• Material provided:
+--

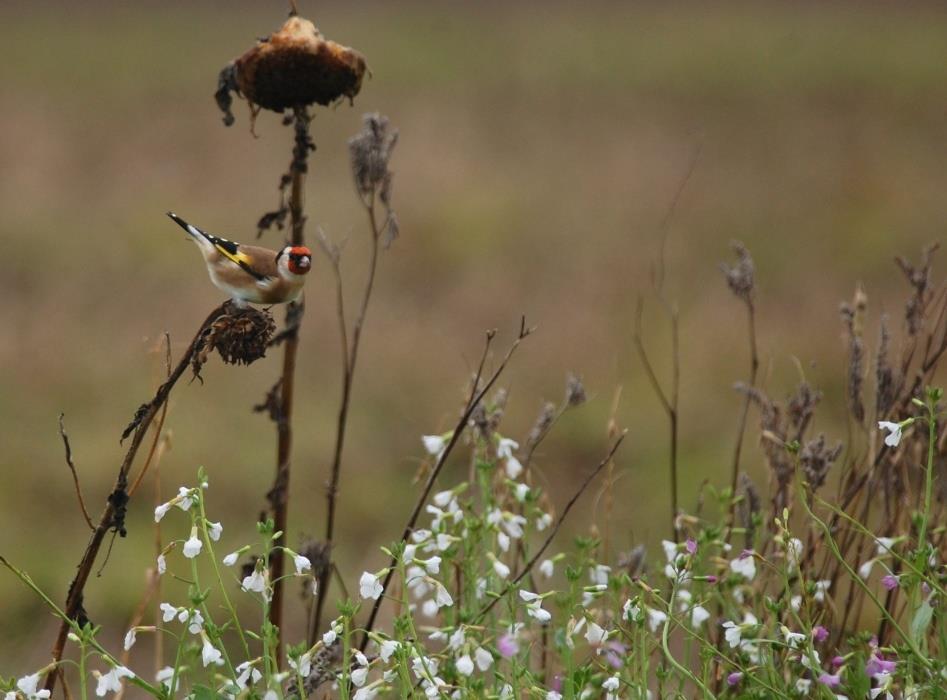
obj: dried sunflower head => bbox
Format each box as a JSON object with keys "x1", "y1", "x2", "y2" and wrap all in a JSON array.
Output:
[{"x1": 215, "y1": 16, "x2": 366, "y2": 126}]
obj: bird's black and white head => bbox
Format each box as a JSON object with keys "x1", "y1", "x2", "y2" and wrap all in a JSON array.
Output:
[{"x1": 276, "y1": 245, "x2": 312, "y2": 277}]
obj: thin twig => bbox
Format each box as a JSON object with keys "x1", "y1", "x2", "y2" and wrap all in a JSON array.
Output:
[
  {"x1": 471, "y1": 430, "x2": 628, "y2": 624},
  {"x1": 45, "y1": 305, "x2": 224, "y2": 693},
  {"x1": 632, "y1": 297, "x2": 681, "y2": 542},
  {"x1": 359, "y1": 317, "x2": 535, "y2": 652},
  {"x1": 309, "y1": 189, "x2": 383, "y2": 642},
  {"x1": 59, "y1": 413, "x2": 95, "y2": 531}
]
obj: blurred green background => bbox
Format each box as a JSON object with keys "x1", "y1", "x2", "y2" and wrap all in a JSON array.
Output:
[{"x1": 0, "y1": 0, "x2": 947, "y2": 673}]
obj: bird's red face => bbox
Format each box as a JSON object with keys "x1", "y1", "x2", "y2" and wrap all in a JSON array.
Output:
[{"x1": 286, "y1": 245, "x2": 312, "y2": 275}]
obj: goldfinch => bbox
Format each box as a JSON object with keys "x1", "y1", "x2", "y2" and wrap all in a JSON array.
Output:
[{"x1": 168, "y1": 211, "x2": 312, "y2": 306}]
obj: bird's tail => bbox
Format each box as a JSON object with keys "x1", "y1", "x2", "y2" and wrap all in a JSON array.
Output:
[{"x1": 168, "y1": 211, "x2": 216, "y2": 255}]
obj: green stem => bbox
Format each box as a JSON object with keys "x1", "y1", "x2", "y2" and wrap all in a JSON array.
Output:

+--

• Task details:
Lay out each line of the data above as a numbered list, skipping any blank lines. Leave the picture out of your answer.

• Complete output:
1. obj: dried sunflower head => bbox
2. Format each box as a JSON object with keys "x1", "y1", "x2", "y2" and wrap all in a JSON array.
3. Output:
4. [{"x1": 215, "y1": 16, "x2": 366, "y2": 126}]
5. obj: bird's black and white head => bbox
6. Format each box as a JSON object with keys "x1", "y1", "x2", "y2" and wrap all in a JSON array.
7. Output:
8. [{"x1": 276, "y1": 245, "x2": 312, "y2": 277}]
9. obj: thin twig => bbox
10. Format each box as a JSON object with keys "x1", "y1", "x2", "y2" and wrap all in a JSON array.
11. Output:
12. [
13.   {"x1": 471, "y1": 430, "x2": 628, "y2": 624},
14.   {"x1": 45, "y1": 305, "x2": 224, "y2": 693},
15.   {"x1": 632, "y1": 297, "x2": 681, "y2": 542},
16.   {"x1": 359, "y1": 317, "x2": 535, "y2": 652},
17.   {"x1": 309, "y1": 189, "x2": 383, "y2": 642},
18.   {"x1": 59, "y1": 413, "x2": 95, "y2": 531}
19. ]
20. obj: blurred green background => bbox
21. Format each box as a JSON object with keys "x1", "y1", "x2", "y2" and wrap all in a JSON array.
22. Output:
23. [{"x1": 0, "y1": 0, "x2": 947, "y2": 673}]
24. obj: bird's red face => bbox
25. Format each box as a JSON object with keys "x1", "y1", "x2", "y2" and wrap all in a JSON array.
26. Output:
27. [{"x1": 286, "y1": 245, "x2": 312, "y2": 275}]
28. obj: goldfinch => bbox
29. Format each box as a JSON object with keys "x1", "y1", "x2", "y2" and wrap all in a JSON array.
30. Output:
31. [{"x1": 168, "y1": 211, "x2": 312, "y2": 306}]
32. obj: bird's tail => bbox
33. Format each box as a JSON object with keys "x1", "y1", "x2", "y2" and wrap all in a JSON array.
34. Output:
35. [{"x1": 168, "y1": 211, "x2": 216, "y2": 255}]
36. obj: green stem => bbox
37. Format each box as a JSON object with keys "x1", "y1", "x2", "y2" and wrap all in a JSON array.
38. Output:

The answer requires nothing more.